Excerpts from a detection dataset
▬▬▬

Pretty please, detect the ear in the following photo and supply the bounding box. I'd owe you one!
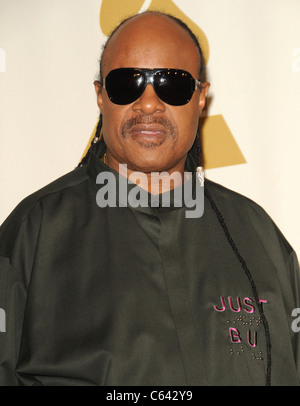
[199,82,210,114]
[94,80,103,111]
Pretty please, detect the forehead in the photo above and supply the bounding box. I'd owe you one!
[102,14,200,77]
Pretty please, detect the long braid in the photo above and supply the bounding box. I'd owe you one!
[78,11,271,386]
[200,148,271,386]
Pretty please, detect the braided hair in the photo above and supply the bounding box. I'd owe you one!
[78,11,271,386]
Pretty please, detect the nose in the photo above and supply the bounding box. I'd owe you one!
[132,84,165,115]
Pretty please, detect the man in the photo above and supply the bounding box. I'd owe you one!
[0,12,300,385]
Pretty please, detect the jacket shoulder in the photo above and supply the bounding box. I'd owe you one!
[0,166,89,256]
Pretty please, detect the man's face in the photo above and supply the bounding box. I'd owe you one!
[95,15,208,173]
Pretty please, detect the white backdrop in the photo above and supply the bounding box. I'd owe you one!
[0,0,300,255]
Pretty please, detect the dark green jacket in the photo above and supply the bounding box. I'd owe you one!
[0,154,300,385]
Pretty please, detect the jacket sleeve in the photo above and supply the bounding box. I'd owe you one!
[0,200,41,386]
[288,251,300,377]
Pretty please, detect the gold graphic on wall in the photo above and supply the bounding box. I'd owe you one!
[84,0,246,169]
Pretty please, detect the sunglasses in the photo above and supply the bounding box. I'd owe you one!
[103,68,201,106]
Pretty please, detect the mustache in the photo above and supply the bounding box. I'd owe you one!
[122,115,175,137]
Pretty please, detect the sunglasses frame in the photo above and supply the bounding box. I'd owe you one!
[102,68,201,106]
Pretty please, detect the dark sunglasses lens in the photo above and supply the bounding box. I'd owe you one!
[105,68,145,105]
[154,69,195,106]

▬▬▬

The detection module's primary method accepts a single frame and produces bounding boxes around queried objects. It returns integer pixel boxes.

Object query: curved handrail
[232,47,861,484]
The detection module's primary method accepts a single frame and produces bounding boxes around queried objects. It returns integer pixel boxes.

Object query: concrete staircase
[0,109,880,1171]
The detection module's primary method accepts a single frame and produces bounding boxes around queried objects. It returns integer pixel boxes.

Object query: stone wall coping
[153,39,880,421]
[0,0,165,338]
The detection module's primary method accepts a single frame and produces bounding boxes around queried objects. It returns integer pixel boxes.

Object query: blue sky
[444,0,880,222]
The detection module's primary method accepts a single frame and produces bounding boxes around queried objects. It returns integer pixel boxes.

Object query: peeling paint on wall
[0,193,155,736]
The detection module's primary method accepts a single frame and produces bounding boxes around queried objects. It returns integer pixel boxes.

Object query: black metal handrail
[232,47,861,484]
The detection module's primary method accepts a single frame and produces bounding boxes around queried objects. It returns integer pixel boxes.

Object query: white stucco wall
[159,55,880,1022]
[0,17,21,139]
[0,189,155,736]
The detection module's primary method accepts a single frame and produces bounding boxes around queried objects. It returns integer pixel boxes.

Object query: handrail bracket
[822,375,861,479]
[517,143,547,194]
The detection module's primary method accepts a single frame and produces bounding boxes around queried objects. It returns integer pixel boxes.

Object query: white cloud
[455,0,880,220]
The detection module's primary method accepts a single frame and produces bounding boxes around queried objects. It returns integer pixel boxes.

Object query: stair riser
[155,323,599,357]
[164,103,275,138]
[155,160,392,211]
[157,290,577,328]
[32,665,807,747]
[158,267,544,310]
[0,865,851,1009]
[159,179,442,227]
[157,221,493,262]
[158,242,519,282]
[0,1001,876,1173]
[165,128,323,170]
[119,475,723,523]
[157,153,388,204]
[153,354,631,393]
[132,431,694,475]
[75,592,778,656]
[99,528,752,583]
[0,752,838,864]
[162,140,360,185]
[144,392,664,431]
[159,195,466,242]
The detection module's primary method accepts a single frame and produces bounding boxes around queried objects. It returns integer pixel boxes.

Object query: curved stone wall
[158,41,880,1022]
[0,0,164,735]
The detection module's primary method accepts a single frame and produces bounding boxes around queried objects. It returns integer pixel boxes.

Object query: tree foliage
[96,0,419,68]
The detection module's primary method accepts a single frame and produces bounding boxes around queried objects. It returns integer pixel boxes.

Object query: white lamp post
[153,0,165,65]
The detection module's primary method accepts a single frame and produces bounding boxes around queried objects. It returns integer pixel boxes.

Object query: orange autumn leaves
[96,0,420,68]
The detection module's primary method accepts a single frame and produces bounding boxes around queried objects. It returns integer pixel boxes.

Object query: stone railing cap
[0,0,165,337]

▬▬▬

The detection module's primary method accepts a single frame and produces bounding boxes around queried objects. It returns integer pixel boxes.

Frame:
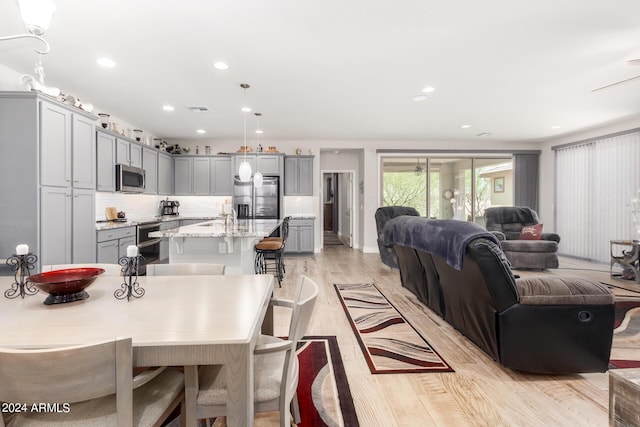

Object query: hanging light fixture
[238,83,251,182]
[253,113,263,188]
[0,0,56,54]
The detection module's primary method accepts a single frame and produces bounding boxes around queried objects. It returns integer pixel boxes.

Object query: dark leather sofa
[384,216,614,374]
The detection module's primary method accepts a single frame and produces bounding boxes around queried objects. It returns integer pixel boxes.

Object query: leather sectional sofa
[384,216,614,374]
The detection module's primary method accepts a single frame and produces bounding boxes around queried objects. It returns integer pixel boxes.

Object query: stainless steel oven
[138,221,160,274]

▬▬▬

* AIM OF THE EXERCISE
Find every line in the rows above that contains the word "sofa", and copy each of those lines.

* FINAL RESULT
Object query: dark leather sofa
Object query: leather sectional sofa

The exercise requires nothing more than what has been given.